Passage provided Start Marker

California Green Party State Convention delegates side with ‘Grandma’s house,’ and not developers in eminent domain duel on June ballot

The Green Party of California – meeting here Saturday and Sunday at its State Convention – voted to side with homeowners and local governments to prohibit eminent domain abuse by approving resolutions opposing Prop. 98 and supporting Prop. 99 on the June ballot.

Greens also approved resolutions calling for bans on cloned animals and Genetically Modified Organisms (GMOs), and the support of “Green Chemistry” to help the environment.

Delegates to the convention, held at UC Berkeley, agreed by consensus that the expansion of eminent domain – normally reserved for “public uses” that include such things parks, schools and roads – to now include seizing homes for transfer to a developer is an abuse of eminent domain.

“We oppose Prop. 98 because it has hidden agendas that threaten local land use planning and environmental protections and was deliberately crafted to challenge affordable housing policies, including the elimination of rent control and eviction protections.,” said Alameda Green Lisa Stephens, a member of the Berkeley Rent Board.

Conversely, in support of Prop. 99, Greens said it is a real eminent domain reform measure intended to constitutionally protect homeowners without the hidden agendas and adverse consequences of Prop. 98.

Passage provided End Marker
Dataset excerpt Start Marker

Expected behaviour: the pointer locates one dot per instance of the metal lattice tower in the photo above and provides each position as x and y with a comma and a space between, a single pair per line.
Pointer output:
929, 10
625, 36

Dataset excerpt End Marker

*Work required*
Carry on the news article about the Green Party of California convention and its votes on Props. 98 and 99, starting after its last sentence. None of the data above has any bearing on what comes next.

*Answer to the problem*
“Prop. 99 will prohibit government from using eminent domain to take a home to transfer to a private developer. It is an alternative for homeowners, environmentalists, labor, cities and counties, and will prevent ‘Grandma’s house’ from being razed to build condos or a Wal-Mart parking lot,” said
Stephens.

The GPCA also called for warning labels on products using GMOs or cloned animals, and wants to require the USDA to alert counties, and neighboring farmers if GMOs are being used in their areas. Greens would also require the source biotechnology corporation be legally accountable for any “genetic pollution.” A new plank approved by the GPCA would deal with “Green Chemistry,” which is the design and use of “chemicals, processes and products that are safer for human and environmental health (to prevent) hazardous exposures.”